# Ford 9N Choke Problem



## drps517 (Nov 10, 2010)

I have a 1940 9N, that has run like a top since I bought it last year. I use it for mowing and plowing snow. I have recently started having to use the choke so the engine will run smoothly after reaching operating temperature. Nothing lose or leaking, that I can see anyway. Any help?


----------



## Hoodoo Valley (Nov 14, 2006)

Welcome to the forum! I would think that the carb is getting out of adjustment or you have an intake leak somewhere, but there are some super savoy 9N members here that would likely shed more light on this for you. Any pictures of your mocheene?


----------



## Smarterthanfox (Apr 20, 2010)

I have had the experience that as the filter or settling bulb plugs or the fuel line gets obstructed or the carburettor with out any of these items gets grit into the jets a little choke becomes necessary to pull the gas through to keep the engine running. You can go that route until it quits and then clean it....you can also reduce plugging by cleaning additives added to the fuel. You may benefit by adding an inline fuel filter, you may have to clean out the gas tank if there is too much matter in it. What I am saying is that pulling the choke uses engine suction to take more of the gas through when enough is not making its way on its own. That means there is a definite plug in the flow that has to be removed and this problem generally slowly gets worse until the engine won''t stay running. It will soon be cleaning time I think for your machine.


----------



## rsmith335 (Jun 2, 2010)

I had a 8N that did the same thing, I found the main adjustment threads waowed out and sucking air, new carb fixed the proplem


----------



## Luedeman (Oct 2, 2013)

My 9N runs fine, except when going up or down a hill. Then occasionally the carb floods and gas pours out the carb. I have rebuilt the carb, but I suspect the float is sticking. Any suggestions?


----------



## harry16 (Dec 8, 2011)

Check your carburetor float for leakage / fuel inside it. I read a comment from a guy online stating that he removed the float and found that the float had fuel in it from a tiny pin hole leak.

His tractor was gradually flooding it as it went up or down the slope, giving the effect of the choke being "on" causing it to run way too rich and sputter and die. Next time you have the carb apart remove the float and give it a shake and see if there is any liquid in it.


----------



## Ed_F (Jun 18, 2013)

Several ideas:

Float could be making contact with the bowl causing it to not effectively close the needle. Check the float for lateral play due to excessive wear to the pivot.

Is the gasket under the needle seat in place and is the seat tightened down tight? 

Next time you have the carb apart, take the needle between your fingers and with slight pressure rotate it repeatedly in the seat. This helps create a sealing ring on the needle & seat. This is especially useful with new needle & seat.

Try increasing the float gap from 1/4" to 3/8".


----------



## harry16 (Dec 8, 2011)

It may be difficult to hear or sense fuel sloshing inside a leaking float. Another way to check your float for leakage (pinhole leak) is to put it in a small container of gasoline an see if one side sinks deeper relative to the other side.


----------

SUPPLIED DATA ->

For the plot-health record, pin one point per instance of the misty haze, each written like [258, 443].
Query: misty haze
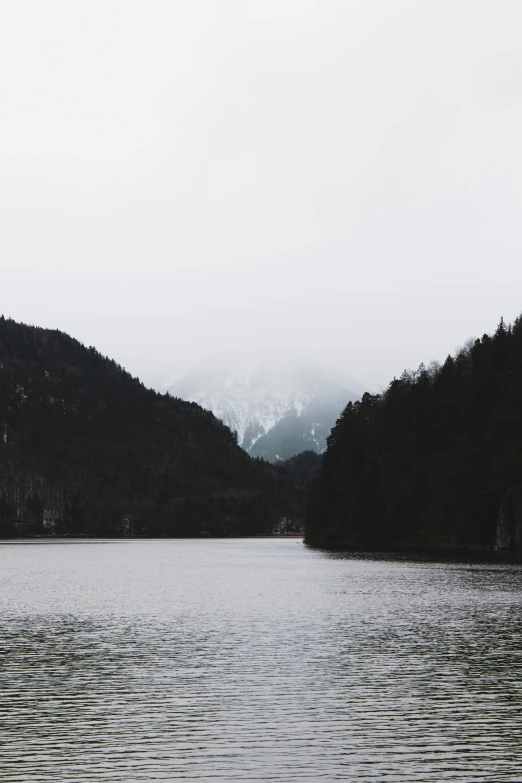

REQUIRED TASK -> Print the part of the Ford 9N choke thread that begins at the words "Next time you have the carb apart, take" and stops after "new needle & seat.". The listing comes from a different source than the thread.

OUTPUT ->
Next time you have the carb apart, take the needle between your fingers and with slight pressure rotate it repeatedly in the seat. This helps create a sealing ring on the needle & seat. This is especially useful with new needle & seat.